Items stored from a collection:
___
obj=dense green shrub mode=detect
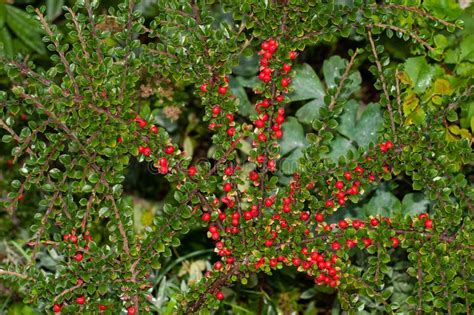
[0,0,474,314]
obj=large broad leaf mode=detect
[326,137,356,162]
[459,35,474,62]
[323,56,362,97]
[229,77,256,116]
[402,193,430,216]
[422,0,462,19]
[405,56,434,93]
[280,117,307,155]
[0,27,13,57]
[5,5,46,54]
[0,3,7,29]
[289,63,325,101]
[280,117,308,175]
[337,100,383,147]
[364,188,402,217]
[46,0,64,21]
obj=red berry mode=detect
[354,166,364,175]
[222,183,232,192]
[265,198,273,207]
[339,220,349,229]
[216,291,224,301]
[138,119,146,128]
[150,125,158,134]
[165,145,174,154]
[74,252,84,262]
[188,165,197,177]
[76,295,86,305]
[224,166,234,176]
[217,86,227,95]
[425,219,433,229]
[142,148,151,156]
[249,171,259,182]
[69,235,77,244]
[418,212,428,220]
[212,105,221,117]
[53,304,62,313]
[254,119,265,128]
[352,219,362,230]
[390,237,400,248]
[214,261,223,270]
[283,63,291,72]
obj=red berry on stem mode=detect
[76,295,86,305]
[201,212,211,222]
[74,252,84,262]
[222,183,232,192]
[425,219,433,229]
[188,165,197,177]
[217,86,227,95]
[216,291,224,301]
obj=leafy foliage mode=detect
[0,0,474,315]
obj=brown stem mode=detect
[328,49,359,111]
[367,30,397,142]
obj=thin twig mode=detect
[367,30,397,141]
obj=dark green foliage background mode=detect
[0,0,474,315]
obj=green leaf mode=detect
[280,117,308,155]
[0,3,7,29]
[364,188,402,217]
[337,100,383,147]
[5,5,46,54]
[46,0,64,22]
[295,99,325,124]
[288,63,325,102]
[405,56,434,93]
[323,56,362,97]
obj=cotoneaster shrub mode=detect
[0,0,473,315]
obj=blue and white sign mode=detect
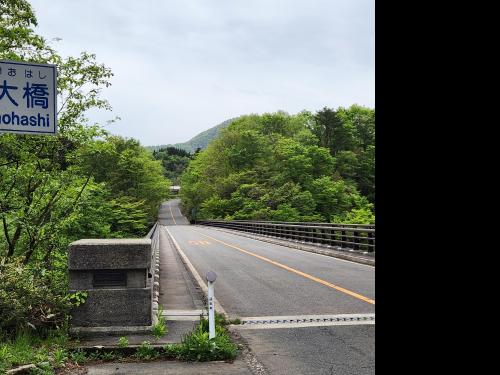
[0,61,57,135]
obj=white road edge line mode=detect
[195,225,375,268]
[164,226,229,317]
[231,320,375,330]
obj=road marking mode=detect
[193,229,375,305]
[163,227,229,317]
[196,225,375,268]
[162,309,207,321]
[188,240,210,246]
[168,205,177,225]
[233,314,375,329]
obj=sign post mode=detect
[0,61,57,135]
[206,271,217,339]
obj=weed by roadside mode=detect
[151,305,168,340]
[164,314,237,362]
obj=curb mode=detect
[165,226,229,318]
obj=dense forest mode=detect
[181,105,375,224]
[153,147,196,185]
[0,0,170,342]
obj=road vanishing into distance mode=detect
[159,199,375,375]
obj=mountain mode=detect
[146,117,237,153]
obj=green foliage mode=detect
[147,118,236,154]
[135,341,159,360]
[151,306,168,340]
[0,328,71,374]
[68,291,88,306]
[69,349,89,365]
[153,147,192,185]
[52,348,68,368]
[0,258,71,334]
[118,336,128,348]
[165,316,237,362]
[180,110,374,222]
[0,0,170,367]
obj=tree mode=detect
[310,107,354,156]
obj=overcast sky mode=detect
[30,0,375,145]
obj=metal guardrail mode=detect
[196,220,375,253]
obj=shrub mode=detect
[0,258,71,334]
[135,341,158,360]
[151,306,168,340]
[164,314,237,362]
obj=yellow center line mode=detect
[168,205,177,225]
[195,230,375,305]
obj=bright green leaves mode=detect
[181,110,372,222]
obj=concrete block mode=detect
[68,239,151,270]
[70,288,152,327]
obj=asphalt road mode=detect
[160,200,375,374]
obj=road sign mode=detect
[0,61,57,135]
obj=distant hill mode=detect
[146,117,237,153]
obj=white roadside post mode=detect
[206,271,217,339]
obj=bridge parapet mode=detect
[196,220,375,254]
[68,238,152,327]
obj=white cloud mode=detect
[27,0,375,145]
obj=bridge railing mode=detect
[146,221,160,324]
[196,220,375,253]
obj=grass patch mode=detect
[0,314,237,375]
[165,314,237,362]
[0,329,68,373]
___
▶ What needs to be done: Convert the items, from their first line through the line containing "[283,63,291,72]", into a JSON list of strings with one string per line and no blank lines. Leave the pictures out.

▶ The reply:
[
  "obj=dense green shrub mode=detect",
  "[0,0,474,314]",
  "obj=large broad leaf mode=detect",
  "[326,137,356,162]",
  "[459,35,474,62]",
  "[323,56,362,97]",
  "[229,77,256,116]",
  "[402,193,430,216]",
  "[422,0,462,19]",
  "[405,56,434,93]",
  "[280,117,307,155]",
  "[0,27,13,57]",
  "[5,5,46,54]",
  "[0,3,7,29]",
  "[289,63,325,101]",
  "[280,117,308,175]",
  "[337,100,383,147]",
  "[364,188,402,217]",
  "[46,0,64,21]",
  "obj=red berry mode=detect",
  "[354,166,364,175]",
  "[222,183,232,192]",
  "[265,198,273,207]",
  "[339,220,349,229]",
  "[216,291,224,301]",
  "[138,119,146,128]",
  "[150,125,158,134]",
  "[165,145,174,154]",
  "[74,252,84,262]",
  "[188,165,197,177]",
  "[76,295,86,305]",
  "[224,166,234,176]",
  "[217,86,227,95]",
  "[425,219,433,229]",
  "[142,148,151,156]",
  "[249,171,259,182]",
  "[69,235,77,244]",
  "[418,212,428,220]",
  "[212,105,221,117]",
  "[53,304,62,313]",
  "[254,119,265,128]",
  "[352,219,362,230]",
  "[390,237,400,248]",
  "[214,261,223,270]",
  "[283,63,291,72]"
]